- _Task material_

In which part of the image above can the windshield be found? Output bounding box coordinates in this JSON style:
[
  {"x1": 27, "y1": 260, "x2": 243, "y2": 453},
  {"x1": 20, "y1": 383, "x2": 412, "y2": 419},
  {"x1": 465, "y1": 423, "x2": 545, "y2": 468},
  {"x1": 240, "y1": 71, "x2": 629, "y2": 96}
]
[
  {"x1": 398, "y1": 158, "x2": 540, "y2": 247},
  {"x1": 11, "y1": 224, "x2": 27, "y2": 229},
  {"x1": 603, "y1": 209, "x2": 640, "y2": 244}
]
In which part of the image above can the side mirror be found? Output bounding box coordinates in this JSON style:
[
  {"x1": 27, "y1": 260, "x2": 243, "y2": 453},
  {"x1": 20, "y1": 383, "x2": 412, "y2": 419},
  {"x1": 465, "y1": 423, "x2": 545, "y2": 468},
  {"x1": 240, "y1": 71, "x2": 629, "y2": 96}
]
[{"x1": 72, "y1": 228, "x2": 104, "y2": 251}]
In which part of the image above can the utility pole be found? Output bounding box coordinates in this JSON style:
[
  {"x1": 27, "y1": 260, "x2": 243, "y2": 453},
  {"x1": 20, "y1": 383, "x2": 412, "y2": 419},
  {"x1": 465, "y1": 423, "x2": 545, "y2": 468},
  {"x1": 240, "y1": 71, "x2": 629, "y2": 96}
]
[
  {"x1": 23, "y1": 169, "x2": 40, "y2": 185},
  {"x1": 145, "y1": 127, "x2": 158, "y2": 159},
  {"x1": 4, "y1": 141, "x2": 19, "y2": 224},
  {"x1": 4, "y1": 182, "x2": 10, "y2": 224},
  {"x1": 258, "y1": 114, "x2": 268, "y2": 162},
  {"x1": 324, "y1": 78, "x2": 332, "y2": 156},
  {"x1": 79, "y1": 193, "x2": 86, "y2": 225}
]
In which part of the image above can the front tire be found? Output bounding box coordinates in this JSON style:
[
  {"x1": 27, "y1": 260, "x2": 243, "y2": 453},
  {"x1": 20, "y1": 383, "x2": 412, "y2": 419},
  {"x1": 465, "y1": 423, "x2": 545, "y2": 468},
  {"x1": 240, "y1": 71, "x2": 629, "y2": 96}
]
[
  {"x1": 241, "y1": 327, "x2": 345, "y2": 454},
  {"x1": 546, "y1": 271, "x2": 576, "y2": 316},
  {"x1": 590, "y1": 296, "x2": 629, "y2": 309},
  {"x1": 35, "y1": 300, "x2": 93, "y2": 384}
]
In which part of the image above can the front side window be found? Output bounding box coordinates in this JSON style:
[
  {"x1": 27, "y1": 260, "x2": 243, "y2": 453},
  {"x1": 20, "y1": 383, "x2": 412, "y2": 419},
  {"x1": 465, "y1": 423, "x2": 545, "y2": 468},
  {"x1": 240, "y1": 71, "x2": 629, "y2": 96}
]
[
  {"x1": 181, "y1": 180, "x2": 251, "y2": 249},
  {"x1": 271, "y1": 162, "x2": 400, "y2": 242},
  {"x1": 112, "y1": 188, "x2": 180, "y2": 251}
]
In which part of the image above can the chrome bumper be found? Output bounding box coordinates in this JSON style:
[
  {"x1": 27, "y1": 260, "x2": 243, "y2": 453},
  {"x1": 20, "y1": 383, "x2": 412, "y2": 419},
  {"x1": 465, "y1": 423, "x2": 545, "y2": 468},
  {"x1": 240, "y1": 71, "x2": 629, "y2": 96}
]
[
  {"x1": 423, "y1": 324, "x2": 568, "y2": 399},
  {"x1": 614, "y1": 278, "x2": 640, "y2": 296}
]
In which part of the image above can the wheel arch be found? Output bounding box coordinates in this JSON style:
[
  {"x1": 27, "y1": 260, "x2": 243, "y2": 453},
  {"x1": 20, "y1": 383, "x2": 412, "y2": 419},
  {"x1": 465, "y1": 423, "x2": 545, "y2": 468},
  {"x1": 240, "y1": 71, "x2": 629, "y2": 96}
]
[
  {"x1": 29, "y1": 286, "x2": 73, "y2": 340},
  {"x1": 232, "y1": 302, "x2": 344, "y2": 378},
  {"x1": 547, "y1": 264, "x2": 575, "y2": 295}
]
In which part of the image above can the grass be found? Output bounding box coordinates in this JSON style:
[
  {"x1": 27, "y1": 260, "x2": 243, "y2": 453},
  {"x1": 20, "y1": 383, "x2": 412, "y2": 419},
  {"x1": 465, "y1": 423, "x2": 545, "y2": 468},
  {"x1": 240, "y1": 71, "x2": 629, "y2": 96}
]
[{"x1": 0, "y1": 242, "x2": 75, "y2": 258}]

- _Your goal_
A complete answer reproduces every line of the records in which the word "front" occurs.

- _Answer section_
In which part of the image above can the front tire be found? Output bounding box coordinates in this JSON style:
In which part of the image above can the front side window be found? Output bounding box coordinates in this JSON style:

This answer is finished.